Convert the stretch of the listing from its first line through the line containing "619 259 L 409" (both ends included) into a JSON list of strings, one string per line, with blank lines omitted.

→ DATA FOR THIS EXERCISE
— Start —

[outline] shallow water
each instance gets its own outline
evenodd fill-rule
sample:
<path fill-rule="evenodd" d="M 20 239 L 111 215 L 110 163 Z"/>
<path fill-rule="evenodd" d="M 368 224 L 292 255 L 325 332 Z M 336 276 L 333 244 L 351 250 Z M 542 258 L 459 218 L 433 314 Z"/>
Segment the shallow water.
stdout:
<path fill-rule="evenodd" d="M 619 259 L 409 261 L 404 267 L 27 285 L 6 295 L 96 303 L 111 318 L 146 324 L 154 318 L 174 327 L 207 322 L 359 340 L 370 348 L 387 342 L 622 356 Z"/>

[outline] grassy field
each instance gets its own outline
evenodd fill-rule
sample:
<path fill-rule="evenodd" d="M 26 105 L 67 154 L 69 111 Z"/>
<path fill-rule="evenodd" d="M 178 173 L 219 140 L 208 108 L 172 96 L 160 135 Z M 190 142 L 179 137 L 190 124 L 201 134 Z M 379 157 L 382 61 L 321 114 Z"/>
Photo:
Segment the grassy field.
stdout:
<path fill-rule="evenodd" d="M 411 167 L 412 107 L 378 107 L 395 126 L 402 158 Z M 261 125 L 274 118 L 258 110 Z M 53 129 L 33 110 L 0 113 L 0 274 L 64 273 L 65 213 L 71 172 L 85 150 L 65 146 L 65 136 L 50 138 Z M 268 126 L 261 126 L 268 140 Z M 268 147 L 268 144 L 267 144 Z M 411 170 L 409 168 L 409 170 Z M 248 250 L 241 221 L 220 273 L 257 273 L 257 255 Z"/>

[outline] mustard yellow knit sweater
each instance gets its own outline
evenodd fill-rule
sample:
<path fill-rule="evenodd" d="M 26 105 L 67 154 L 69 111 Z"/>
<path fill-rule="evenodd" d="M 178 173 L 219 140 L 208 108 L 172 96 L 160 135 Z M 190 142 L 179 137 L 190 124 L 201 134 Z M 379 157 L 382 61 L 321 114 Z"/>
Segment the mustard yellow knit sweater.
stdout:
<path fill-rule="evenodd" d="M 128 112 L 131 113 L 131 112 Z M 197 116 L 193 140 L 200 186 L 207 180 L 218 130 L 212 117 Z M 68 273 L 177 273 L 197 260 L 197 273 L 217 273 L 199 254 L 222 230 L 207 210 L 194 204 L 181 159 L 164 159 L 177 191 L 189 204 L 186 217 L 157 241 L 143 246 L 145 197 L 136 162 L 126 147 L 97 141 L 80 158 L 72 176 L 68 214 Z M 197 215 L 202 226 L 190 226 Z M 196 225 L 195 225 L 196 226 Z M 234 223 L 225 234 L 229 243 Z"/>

— End —

→ REPLY
[
  "[outline] shallow water",
  "each instance gets its own outline",
  "evenodd fill-rule",
  "sample:",
  "<path fill-rule=\"evenodd\" d=\"M 20 239 L 111 215 L 110 163 Z\"/>",
  "<path fill-rule=\"evenodd\" d=\"M 368 224 L 292 255 L 325 332 Z M 336 276 L 333 244 L 351 250 Z M 542 258 L 459 218 L 433 314 Z\"/>",
  "Segment the shallow water.",
  "stdout:",
  "<path fill-rule=\"evenodd\" d=\"M 619 259 L 409 261 L 404 267 L 27 285 L 6 295 L 96 303 L 111 318 L 146 324 L 154 318 L 174 327 L 207 322 L 359 340 L 370 348 L 387 342 L 622 356 Z\"/>"
]